Okay, so there is no need to calculate anything here. We already know from earlier, \(H_o\) is unconvincing and we also see from our sample that \(\Delta_{\bar{x}}\approx -2.33\) with \(S_d = 2.12\), so its suggestive that the true difference is below 2.
Recall :
\[ \Delta_{\bar{x}} \pm t_{\alpha,\text{df}}*SE(\Delta_{\bar{x}}) \]
Notice its \(\alpha\) and not \(\frac{\alpha}{2}\) as this is one-sided.
So, calc \(t_{\alpha,\text{df}}\) :
qt(1 - .05, df = 38)
## [1] 1.685954
-2.33 + 1.685954 * 0.6728
## [1] -1.19569
\[ [-2.33,-2.33 + 1.685954 * 0.6728] \\ [-2.33,-1.19569] \]
So, from our point estimate to about -1.2 is the upper end of the CI-95%. In other words, we are 95% confident on the upper end it is from about -2.33 to -1.2.
\[ H_o : \mu_1 - \mu_1 = 2 \\ H_a : \mu_1 - \mu_1 \ne 2 \]
2*pt(-6.4405, df = 38)
## [1] 1.418823e-07
So, extremely unlikely as indicated before.
Okay, so what we would like to determine :
ARE BOTH MACHINES OUTPUTTING THE SAME QUANTITY?
To determine this we have the following Hypothesis :
\[ H_o : \mu_1 = \mu_2 \\ H_a : \mu_1 \ne \mu_2 \]
Note that this Problem is different by the fact we know the Population Distributions and, Variance.
\[ \text{Let X = Dist. Of Net Bottle-Volume} \\ \text{Machine1} \implies X \sim N(\mu_1 = \ ?, \sigma_1^2 = 0.020^2) \\ \text{Machine2} \implies X \sim N(\mu_2 = \ ?, \sigma_2^2 = 0.025^2) \\ \]All this to say, the \(\text{Z-Test}\) is most Appropriate :
\[ Z_o = \frac{\bar{x}_1 - \bar{x}_2}{SE(\bar{x}_1 - \bar{x}_2)} \\ \text{For} : \\ SE(\bar{x}_1 - \bar{x}_2) = \sqrt{\frac{\sigma_1^2}{n_1} + \frac{\sigma_2^2}{n_2}} \]
x1 <- mean(df$Machine1)
x2 <- mean(df$Machine2)
a <- (.015^2)/10
b <- (.018^2)/10
z_score <- (x1 - x2)/sqrt(a+b)
p_value <- 2 * pnorm(z_score, lower.tail = FALSE); p_value
## [1] 0.1771356
Therefore since \(\alpha=5\%\) :
\[ \text{P-val} \approx 19\% > \alpha \]
We can Fail to reject the Null-Hypothesis; in other words, it is unlikely that there is a difference between machine net volume.
95%-CI for \(\Delta_{\bar{x}}\)
\[ \Delta_{\bar{x}} \pm Z_{\frac{\alpha}{2}}*SE(\Delta_{\bar{x}}) \]
z_crit <- qnorm(0.975) # for 95% CI
me <- sqrt(a + b)
lower <- (x1 - x2) - z_crit*me
upper <- (x1 - x2) + z_crit*me
c(lower, upper)
## [1] -0.004522262 0.024522262
Notice that the interval includes 0, indicating we have evidence against alternative hypothesis as previously stated.

□ □ □ □ □

### Exercise
Pick up the notes on testing whether two machines fill bottles with the same volume and continue them from the last sentence shown. The rows that follow have no connection to the text above.

### Extracted entries

□ □ □ □ □

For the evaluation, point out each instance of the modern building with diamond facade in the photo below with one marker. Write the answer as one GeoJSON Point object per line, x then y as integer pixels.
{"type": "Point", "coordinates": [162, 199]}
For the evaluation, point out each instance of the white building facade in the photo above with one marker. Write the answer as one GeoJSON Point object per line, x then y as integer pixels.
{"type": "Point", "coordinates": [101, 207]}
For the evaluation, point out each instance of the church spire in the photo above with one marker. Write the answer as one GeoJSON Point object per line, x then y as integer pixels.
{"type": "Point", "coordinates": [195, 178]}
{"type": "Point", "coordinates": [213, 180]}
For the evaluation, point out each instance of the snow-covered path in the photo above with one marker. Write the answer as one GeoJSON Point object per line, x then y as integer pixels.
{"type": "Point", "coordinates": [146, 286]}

□ □ □ □ □

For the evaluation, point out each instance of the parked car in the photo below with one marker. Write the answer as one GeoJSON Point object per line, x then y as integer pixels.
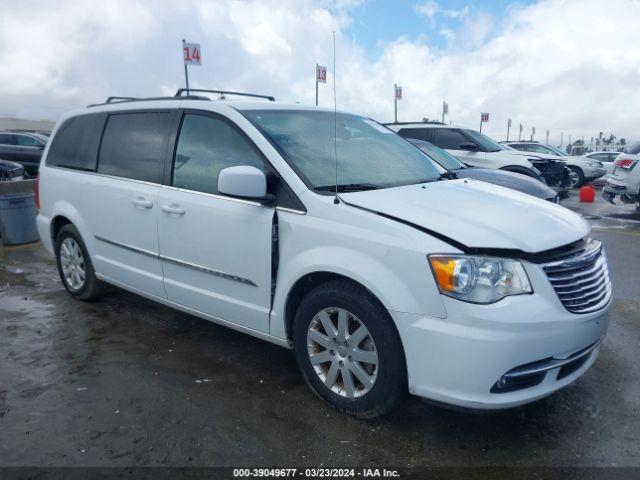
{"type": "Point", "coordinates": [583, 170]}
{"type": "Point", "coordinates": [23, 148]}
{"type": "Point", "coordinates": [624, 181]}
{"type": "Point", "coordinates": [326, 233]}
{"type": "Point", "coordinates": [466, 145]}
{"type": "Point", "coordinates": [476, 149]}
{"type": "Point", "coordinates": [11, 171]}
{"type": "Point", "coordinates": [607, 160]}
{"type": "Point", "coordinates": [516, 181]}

□ □ □ □ □

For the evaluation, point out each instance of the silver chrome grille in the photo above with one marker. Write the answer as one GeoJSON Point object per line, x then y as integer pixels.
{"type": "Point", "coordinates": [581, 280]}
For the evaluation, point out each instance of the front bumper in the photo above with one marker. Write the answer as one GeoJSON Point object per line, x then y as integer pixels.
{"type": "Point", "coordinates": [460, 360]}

□ □ □ □ □

### Final answer
##
## Attaching package: 'dplyr'
## The following objects are masked from 'package:stats':
##
## filter, lag
## The following objects are masked from 'package:base':
##
## intersect, setdiff, setequal, union
Based upon the QQ-plot, our data appears to be approximately normal, however likely due to the small sample size, it doesn’t look great per-se.
\[ H_o : \Delta_\mu = 0 \\ H_a : \Delta_\mu \ne 0 \\ \]The most appropriate test is clearly a paired-t-test
t.test(df$BirthOrder1, df$BirthOrder2, paired = TRUE, conf.level = 0.95)
##
## Paired t-test
##
## data: df$BirthOrder1 and df$BirthOrder2
## t = -0.36577, df = 9, p-value = 0.723
## alternative hypothesis: true mean difference is not equal to 0
## 95 percent confidence interval:
## -0.3664148 0.2644148
## sample estimates:
## mean difference
## -0.051
As indicated by the R-output :
-0.3664148 0.2644148
Is our CI-95% for \(\Delta_{\bar{x}}\). Furthermore,
p-value = 0.723
Indicating clearly that our Alternative Hypothesis is statistically unconvincing. Which makes sense because it would be silly for birth order to matter.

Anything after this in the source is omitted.